* **TASK MATERIAL**
***

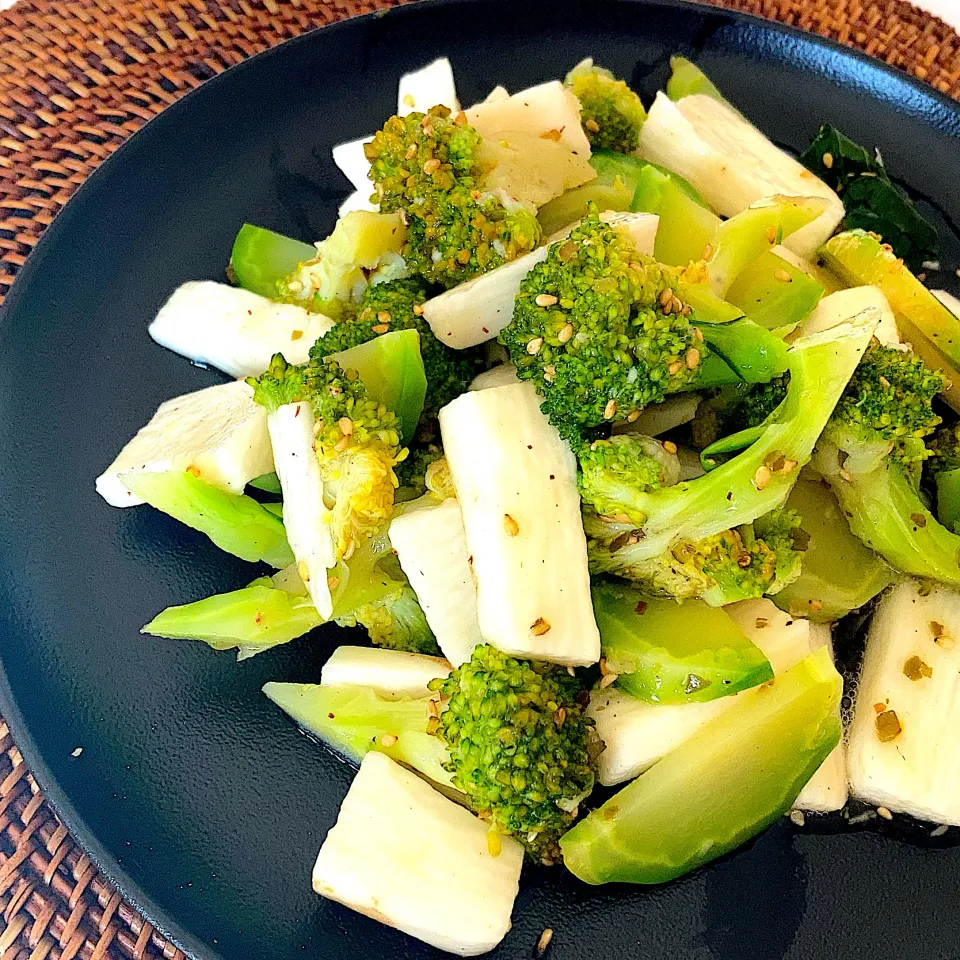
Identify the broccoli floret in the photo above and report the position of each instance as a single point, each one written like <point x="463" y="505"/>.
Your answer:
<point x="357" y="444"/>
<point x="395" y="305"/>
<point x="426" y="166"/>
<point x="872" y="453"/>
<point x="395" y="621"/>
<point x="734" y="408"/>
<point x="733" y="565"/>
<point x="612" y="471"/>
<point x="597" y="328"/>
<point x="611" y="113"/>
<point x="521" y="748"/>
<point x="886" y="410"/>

***

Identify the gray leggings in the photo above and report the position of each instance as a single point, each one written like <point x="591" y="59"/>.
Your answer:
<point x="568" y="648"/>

***

* **WHAT IS EXPECTED**
Gather each line of the data above that contains the word "position".

* **THE SOLUTION**
Identify the broccoli floret in the photo above and report the position of each instance as a single point, each one written like <point x="463" y="505"/>.
Identify the gray leggings in the photo above and report the position of each instance as a single point, each one written like <point x="591" y="59"/>.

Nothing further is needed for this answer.